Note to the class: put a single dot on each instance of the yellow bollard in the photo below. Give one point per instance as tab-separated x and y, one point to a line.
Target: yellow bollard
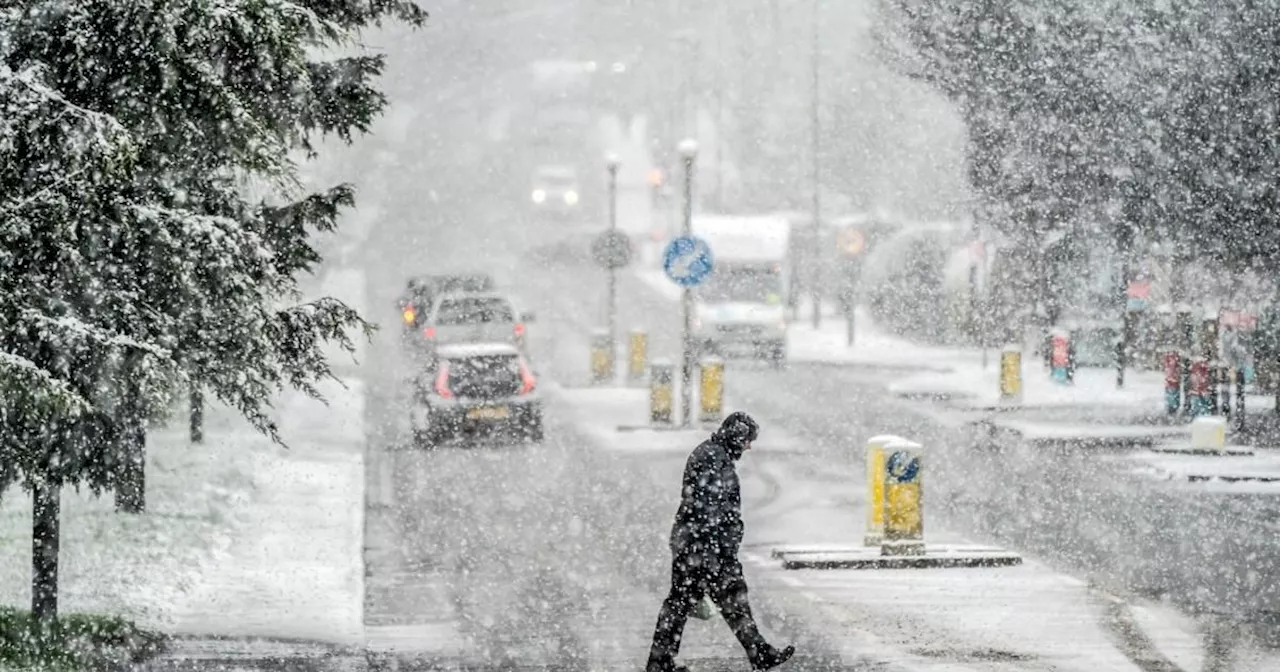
638	355
602	357
904	499
711	391
1011	375
661	392
876	488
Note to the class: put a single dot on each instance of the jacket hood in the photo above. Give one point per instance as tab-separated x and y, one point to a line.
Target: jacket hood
730	447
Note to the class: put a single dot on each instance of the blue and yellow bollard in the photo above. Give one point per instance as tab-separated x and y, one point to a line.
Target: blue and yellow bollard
1011	375
874	455
711	389
661	392
904	499
638	355
602	357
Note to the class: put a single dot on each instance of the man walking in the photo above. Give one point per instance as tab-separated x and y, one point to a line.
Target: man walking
704	543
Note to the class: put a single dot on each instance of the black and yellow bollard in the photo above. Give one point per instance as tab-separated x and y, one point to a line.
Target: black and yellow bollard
602	357
904	499
711	389
661	392
1011	375
638	355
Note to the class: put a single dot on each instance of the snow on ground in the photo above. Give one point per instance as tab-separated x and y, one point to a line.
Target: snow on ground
972	385
141	566
1258	472
295	567
240	536
919	618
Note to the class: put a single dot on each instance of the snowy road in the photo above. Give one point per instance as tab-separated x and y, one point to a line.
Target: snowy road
553	556
548	556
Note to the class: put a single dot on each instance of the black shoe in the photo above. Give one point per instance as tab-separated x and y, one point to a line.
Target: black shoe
769	658
664	666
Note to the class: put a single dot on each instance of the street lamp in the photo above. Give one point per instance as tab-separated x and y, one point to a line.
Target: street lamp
816	291
611	163
688	150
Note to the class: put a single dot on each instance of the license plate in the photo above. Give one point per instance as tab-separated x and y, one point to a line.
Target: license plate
489	412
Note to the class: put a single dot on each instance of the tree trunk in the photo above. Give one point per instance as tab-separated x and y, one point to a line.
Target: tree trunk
197	415
131	493
45	501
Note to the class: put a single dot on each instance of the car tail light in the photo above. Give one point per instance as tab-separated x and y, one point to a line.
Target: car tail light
442	382
526	378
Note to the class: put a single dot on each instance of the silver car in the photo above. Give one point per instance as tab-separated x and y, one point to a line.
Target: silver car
556	190
475	318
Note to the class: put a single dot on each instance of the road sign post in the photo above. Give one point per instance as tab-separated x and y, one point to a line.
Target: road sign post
688	261
688	264
851	242
612	164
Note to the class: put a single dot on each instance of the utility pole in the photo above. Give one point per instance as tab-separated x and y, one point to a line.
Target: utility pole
816	261
689	152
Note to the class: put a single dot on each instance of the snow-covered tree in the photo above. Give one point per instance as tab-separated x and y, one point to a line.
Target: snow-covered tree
132	135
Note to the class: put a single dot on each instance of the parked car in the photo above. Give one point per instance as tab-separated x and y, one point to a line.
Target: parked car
476	388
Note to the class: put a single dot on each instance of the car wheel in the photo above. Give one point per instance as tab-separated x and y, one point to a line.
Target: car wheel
534	428
778	355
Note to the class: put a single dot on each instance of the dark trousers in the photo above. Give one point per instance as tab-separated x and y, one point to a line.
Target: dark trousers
691	579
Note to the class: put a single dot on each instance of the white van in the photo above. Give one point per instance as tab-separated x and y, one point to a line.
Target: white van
740	310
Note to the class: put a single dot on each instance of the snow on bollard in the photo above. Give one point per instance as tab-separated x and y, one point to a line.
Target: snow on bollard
874	456
602	357
661	393
638	355
901	547
1011	375
711	389
904	499
1208	434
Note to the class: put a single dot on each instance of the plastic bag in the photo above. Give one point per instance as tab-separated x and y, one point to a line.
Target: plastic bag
705	609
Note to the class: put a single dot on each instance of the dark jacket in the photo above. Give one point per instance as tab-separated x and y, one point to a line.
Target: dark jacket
709	519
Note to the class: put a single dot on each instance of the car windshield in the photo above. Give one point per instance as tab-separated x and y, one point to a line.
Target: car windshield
471	310
554	179
743	283
484	368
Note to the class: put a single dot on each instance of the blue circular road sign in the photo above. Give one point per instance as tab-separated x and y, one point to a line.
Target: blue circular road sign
688	260
903	466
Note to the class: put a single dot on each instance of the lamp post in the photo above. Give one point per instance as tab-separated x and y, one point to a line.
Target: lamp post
688	152
611	163
816	291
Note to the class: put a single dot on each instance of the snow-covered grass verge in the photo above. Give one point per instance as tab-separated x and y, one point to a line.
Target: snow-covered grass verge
72	643
241	536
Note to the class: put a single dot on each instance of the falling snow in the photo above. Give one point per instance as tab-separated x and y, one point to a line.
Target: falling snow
348	337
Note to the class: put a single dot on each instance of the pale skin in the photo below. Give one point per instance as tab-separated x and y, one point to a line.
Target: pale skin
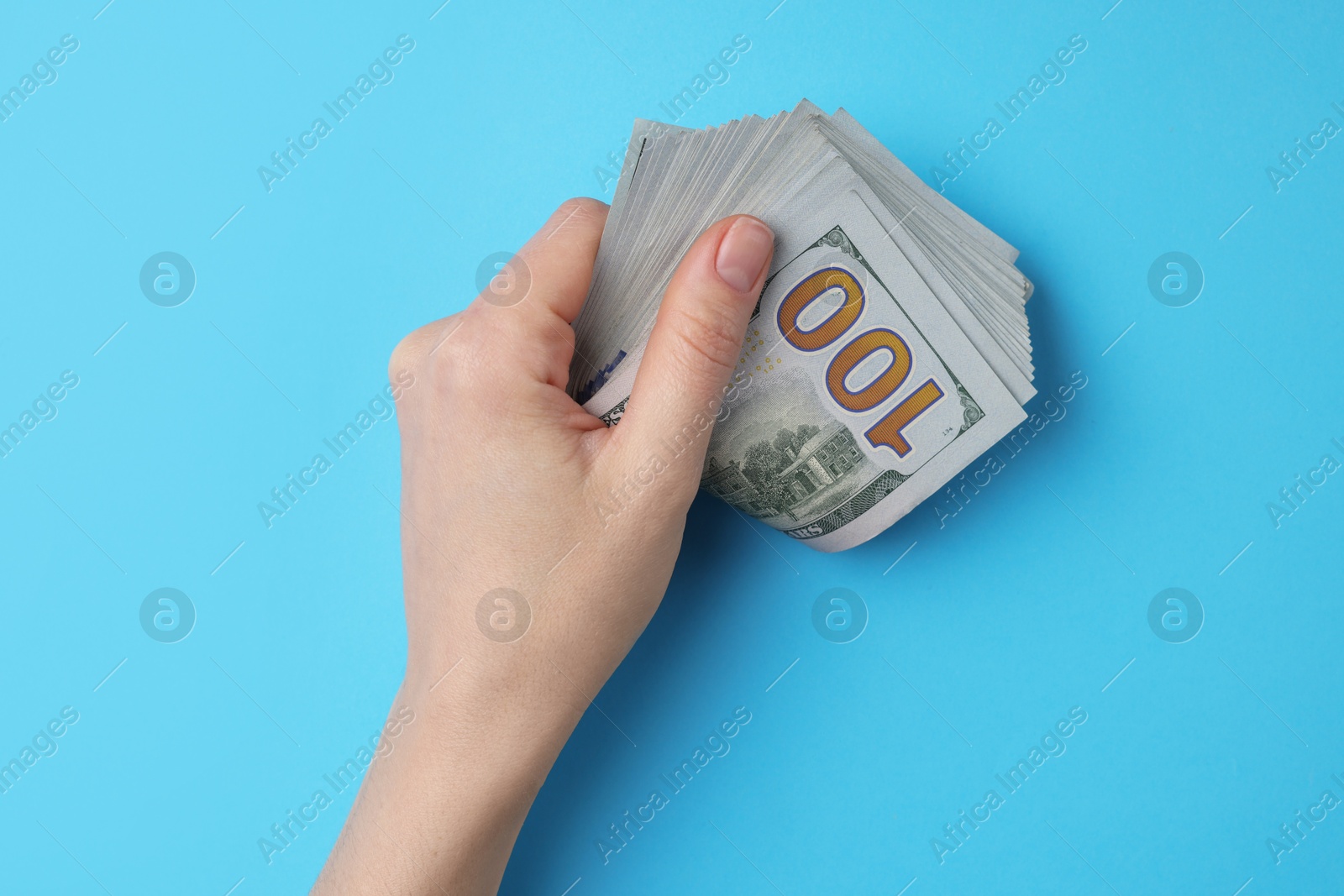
507	483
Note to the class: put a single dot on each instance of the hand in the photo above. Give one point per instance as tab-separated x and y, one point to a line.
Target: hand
537	543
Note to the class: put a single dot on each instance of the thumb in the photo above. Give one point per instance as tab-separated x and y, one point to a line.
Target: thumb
694	348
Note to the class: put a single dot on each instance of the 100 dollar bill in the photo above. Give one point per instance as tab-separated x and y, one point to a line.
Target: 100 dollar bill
855	396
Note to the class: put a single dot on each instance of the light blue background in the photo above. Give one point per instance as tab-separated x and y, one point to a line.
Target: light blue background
1026	604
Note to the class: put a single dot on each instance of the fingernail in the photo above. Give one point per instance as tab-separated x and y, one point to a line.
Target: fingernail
743	253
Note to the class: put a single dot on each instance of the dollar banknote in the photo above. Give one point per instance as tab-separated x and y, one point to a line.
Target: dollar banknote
889	348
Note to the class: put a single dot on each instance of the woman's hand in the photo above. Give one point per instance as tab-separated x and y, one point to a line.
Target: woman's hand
537	543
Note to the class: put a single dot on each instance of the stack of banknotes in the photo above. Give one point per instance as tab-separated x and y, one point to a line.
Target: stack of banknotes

● ● ● ● ● ● ●

Given task = Begin at the line that has "of the stack" and stop at the end of the records. Rewrite those lines with "banknotes" swapped for "bills", and leave everything else unchanged.

Problem solution =
Note to the class: put a single dot on each instance of the stack of bills in the photo above. Give one point per instance as tab-separated x and y, one point to a line.
Target: stack of bills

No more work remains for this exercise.